## INSTRUCCIONES
**A.** Actualiza el fragmento sobre el Afganistán reescribiendo el pasaje que comienza en "Cuando los críticos" y continúa hasta "frontera del Uzbekistán.", pero con "Mazar-e-Sharif" en lugar de "Mazar-i-Sharif".
**B.** Enumera todos los países que se nombran en el fragmento sobre el Afganistán.
**C.** Continúa el fragmento sobre el Afganistán a partir de su última oración.

## FRAGMENTO PARA LEER
—————

FLORENCIA – Dean Acheson, Secretario de Estado del Presidente Harry Truman de los Estados Unidos, gustaba de citar a un amigo según el cual estar en el Gobierno le daba miedo, pero estar fuera de él le preocupaba. A quienes no estamos al corriente de las complejidades ocultas de la intervención militar de la OTAN en el Afganistán, la situación en ese país –y en toda el Asia central– es extraordinariamente preocupante.

Cuando los críticos del Presidente afgano, Hamid Karzai, dicen que está a punto de ponerse de parte del Pakistán y los talibanes, el Pentágono ha indicado su temor de que la guerra se extienda, allende el núcleo pastún, a las zonas habitadas en gran medida por tayikos y uzbecos del norte del país. Al parecer, los Estados Unidos están construyendo un “complejo especial de operaciones”, cuyo importe asciende a 100 millones de dólares, cerca de Mazar-i-Sharif, allende la frontera del Uzbekistán.

—————

## ELEMENTOS PROPORCIONADOS
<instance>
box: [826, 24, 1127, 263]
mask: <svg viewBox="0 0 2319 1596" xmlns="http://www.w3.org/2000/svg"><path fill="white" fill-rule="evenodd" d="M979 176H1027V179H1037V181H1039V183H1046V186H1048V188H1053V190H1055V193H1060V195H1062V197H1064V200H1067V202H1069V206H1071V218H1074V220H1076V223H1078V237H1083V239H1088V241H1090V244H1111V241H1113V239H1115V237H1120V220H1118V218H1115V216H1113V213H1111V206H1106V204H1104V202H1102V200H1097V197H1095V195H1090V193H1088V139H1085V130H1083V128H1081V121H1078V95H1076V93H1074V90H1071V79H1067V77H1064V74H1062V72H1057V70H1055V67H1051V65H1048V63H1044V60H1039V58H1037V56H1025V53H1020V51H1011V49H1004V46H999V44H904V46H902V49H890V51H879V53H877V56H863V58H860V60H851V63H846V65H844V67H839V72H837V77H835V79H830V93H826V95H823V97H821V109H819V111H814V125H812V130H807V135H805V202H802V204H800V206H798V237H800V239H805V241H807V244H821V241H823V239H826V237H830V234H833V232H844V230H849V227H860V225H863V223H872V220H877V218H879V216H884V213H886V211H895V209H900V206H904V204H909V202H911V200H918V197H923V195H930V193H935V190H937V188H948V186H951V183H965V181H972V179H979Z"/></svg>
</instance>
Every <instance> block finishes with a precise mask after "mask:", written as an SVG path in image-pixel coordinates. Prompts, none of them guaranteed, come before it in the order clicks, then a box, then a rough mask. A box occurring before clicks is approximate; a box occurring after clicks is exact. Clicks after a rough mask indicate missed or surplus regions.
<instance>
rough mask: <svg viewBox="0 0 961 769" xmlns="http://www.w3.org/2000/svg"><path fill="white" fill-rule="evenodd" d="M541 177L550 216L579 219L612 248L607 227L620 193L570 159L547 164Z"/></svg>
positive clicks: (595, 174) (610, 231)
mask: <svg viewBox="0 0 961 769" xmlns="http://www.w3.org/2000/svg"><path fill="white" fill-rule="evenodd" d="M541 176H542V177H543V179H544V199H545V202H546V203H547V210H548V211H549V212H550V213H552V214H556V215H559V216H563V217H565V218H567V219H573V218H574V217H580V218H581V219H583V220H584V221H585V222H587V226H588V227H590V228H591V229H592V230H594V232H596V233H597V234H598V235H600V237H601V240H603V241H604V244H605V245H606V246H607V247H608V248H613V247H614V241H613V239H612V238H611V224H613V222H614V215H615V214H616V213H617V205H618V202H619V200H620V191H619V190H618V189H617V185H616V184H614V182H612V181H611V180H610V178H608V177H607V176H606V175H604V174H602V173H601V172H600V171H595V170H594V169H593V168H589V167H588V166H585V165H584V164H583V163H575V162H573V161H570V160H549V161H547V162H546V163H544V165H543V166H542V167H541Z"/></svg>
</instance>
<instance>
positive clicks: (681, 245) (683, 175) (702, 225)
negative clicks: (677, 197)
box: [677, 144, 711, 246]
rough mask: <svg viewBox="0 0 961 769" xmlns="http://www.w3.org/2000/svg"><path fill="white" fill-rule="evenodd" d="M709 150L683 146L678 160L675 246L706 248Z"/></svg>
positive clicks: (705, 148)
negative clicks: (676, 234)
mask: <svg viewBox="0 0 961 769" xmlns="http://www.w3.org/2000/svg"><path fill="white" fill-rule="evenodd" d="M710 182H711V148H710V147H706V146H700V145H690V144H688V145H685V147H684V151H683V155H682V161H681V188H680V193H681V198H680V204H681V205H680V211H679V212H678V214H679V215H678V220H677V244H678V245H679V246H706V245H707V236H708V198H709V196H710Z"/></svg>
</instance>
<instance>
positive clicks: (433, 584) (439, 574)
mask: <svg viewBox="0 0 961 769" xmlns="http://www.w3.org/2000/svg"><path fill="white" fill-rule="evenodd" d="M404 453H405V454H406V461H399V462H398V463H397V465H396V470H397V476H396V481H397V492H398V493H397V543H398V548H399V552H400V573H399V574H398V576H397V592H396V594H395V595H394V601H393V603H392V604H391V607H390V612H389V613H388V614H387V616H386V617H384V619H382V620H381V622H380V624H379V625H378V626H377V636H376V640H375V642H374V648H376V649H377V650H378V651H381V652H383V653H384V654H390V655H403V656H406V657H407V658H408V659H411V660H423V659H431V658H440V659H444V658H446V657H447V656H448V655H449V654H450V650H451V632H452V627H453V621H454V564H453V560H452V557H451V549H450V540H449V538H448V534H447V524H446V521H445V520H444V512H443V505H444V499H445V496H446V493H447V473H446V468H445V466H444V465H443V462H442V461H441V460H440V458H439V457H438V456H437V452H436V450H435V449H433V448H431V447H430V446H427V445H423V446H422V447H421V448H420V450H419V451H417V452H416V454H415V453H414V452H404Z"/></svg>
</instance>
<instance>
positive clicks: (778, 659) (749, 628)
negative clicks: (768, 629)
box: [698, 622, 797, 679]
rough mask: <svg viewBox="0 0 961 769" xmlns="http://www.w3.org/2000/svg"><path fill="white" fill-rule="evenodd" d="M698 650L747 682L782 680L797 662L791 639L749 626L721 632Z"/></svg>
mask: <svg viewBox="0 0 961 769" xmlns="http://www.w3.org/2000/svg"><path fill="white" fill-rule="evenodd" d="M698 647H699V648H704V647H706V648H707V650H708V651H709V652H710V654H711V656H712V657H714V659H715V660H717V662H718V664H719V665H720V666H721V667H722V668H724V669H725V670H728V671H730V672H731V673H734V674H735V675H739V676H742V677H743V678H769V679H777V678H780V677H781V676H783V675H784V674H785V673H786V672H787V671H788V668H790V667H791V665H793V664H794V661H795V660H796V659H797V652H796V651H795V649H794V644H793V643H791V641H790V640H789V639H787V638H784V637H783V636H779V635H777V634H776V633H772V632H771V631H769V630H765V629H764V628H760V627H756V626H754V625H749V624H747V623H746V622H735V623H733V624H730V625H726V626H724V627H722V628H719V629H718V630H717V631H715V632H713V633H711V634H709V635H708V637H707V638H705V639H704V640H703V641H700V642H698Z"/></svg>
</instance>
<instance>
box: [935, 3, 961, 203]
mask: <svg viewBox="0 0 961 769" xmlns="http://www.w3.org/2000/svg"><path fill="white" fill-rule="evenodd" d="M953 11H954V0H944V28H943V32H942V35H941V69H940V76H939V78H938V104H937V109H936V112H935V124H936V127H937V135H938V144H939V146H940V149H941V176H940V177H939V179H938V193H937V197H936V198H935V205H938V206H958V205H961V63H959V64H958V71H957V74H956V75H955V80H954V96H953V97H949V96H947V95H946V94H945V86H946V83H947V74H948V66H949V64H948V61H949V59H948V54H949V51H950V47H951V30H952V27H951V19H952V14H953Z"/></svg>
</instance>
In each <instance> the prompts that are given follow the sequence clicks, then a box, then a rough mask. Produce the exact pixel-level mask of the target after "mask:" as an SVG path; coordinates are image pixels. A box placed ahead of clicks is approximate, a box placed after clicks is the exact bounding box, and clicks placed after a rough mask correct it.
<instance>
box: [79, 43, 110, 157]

—————

## RESPUESTAS DEL EJERCICIO
**A.**
Cuando los críticos del Presidente afgano, Hamid Karzai, dicen que está a punto de ponerse de parte del Pakistán y los talibanes, el Pentágono ha indicado su temor de que la guerra se extienda, allende el núcleo pastún, a las zonas habitadas en gran medida por tayikos y uzbecos del norte del país. Al parecer, los Estados Unidos están construyendo un “complejo especial de operaciones”, cuyo importe asciende a 100 millones de dólares, cerca de Mazar-e-Sharif, allende la frontera del Uzbekistán.

**B.** Estados Unidos, Afganistán, Pakistán, Uzbekistán

**C.**
También tenía intención de construir un “complejo de capacitación contraterrorista” similar cerca de allí, en Osh (Kirguizstán), escenario, en el pasado mes de junio, del peor estallido de combates entre uzbecos y kirguises étnicos en el valle de Fergana del Asia central desde la desmembración de la Unión Soviética. Murieron varios centenares de personas, barrios enteros quedaron destruidos y unas 400.000 personas pasaron a ser refugiados.

No existe acuerdo sobre quién encendió la mecha. Entre los posibles culpables figuran diversos rusos, la familia del depuesto presidente kirguís Kurmanbek Bakiyev y bandas de delincuentes en el Kirguizstán y países vecinos.